*What is needed*.
Rewrite the part of the Splunk tutorial below starting with "This is part" and going on through "get stuck in.", with "docker instance" changed to "Docker container".

*Document extract*.
● ● ● ● ● ● ●

Next Steps With Splunk

Part 2. Importing And Working With Data

Published in

Splunk User Developer Administrator

8 min readFeb 21, 2019

This is part 2 of our “Getting Back to Splunk Basics” series. In part 1 of the series, we covered a lot of the basics of using a docker instance of Splunk and setting it up on our desktop or laptop to have a practice environment where we can start to get familiar with the application. We logged into our environment and got familiar with the administering the application and even created a new user. In this post, we are going to extend our knowledge further and start using Splunk for what it was created for. We are going to start importing data into our environment, we are going to start searching over our data, and finally we will make our data be a little more persistent. If you’ve noticed, every time you stop your docker instance, all of your chances will be removed as well. So why wait any longer, let’s get stuck in.

● ● ● ● ● ● ●

*Stored records*.

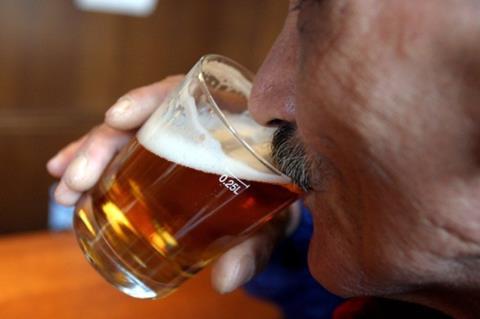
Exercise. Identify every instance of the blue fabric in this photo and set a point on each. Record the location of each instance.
(287, 281)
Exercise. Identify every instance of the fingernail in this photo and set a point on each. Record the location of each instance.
(77, 169)
(120, 108)
(53, 162)
(65, 196)
(241, 274)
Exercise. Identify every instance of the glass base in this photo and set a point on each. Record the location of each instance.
(99, 253)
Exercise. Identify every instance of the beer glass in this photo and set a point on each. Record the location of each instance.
(196, 180)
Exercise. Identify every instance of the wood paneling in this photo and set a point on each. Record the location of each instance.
(60, 68)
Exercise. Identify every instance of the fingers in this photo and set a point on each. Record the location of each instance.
(135, 107)
(238, 265)
(57, 165)
(89, 162)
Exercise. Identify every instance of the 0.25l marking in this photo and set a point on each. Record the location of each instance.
(232, 184)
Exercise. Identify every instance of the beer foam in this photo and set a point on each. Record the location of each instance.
(178, 133)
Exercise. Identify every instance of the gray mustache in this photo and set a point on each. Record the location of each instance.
(288, 155)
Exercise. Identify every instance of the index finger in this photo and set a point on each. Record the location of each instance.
(133, 109)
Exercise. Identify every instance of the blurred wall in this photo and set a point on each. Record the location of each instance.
(61, 68)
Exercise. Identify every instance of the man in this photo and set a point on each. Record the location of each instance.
(380, 100)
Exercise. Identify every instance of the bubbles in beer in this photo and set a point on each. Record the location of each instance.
(200, 140)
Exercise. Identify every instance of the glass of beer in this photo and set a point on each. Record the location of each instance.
(196, 180)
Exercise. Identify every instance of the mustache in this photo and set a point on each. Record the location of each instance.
(289, 156)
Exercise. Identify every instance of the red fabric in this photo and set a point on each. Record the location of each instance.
(352, 308)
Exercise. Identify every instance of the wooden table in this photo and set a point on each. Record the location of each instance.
(45, 276)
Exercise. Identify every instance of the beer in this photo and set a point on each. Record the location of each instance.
(180, 194)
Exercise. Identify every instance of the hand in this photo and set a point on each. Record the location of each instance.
(81, 163)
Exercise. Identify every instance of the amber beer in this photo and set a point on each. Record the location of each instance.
(181, 193)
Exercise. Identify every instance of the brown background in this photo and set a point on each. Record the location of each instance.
(60, 68)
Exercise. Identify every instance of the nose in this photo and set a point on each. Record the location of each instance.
(272, 99)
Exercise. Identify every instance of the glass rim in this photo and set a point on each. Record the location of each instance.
(244, 71)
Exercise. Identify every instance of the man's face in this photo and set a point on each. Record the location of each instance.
(375, 94)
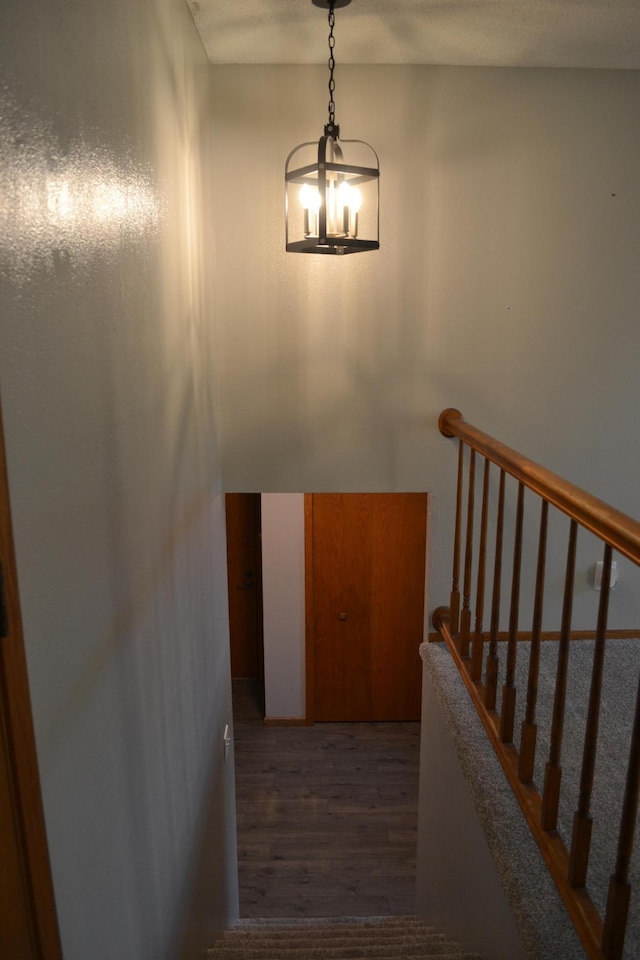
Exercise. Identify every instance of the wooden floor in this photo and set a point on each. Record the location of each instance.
(327, 815)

● ● ● ● ● ● ●

*Solution to the exercise*.
This is part 2 of our “Getting Back to Splunk Basics” series. In part 1 of the series, we covered a lot of the basics of using a Docker container of Splunk and setting it up on our desktop or laptop to have a practice environment where we can start to get familiar with the application. We logged into our environment and got familiar with the administering the application and even created a new user. In this post, we are going to extend our knowledge further and start using Splunk for what it was created for. We are going to start importing data into our environment, we are going to start searching over our data, and finally we will make our data be a little more persistent. If you’ve noticed, every time you stop your Docker container, all of your chances will be removed as well. So why wait any longer, let’s get stuck in.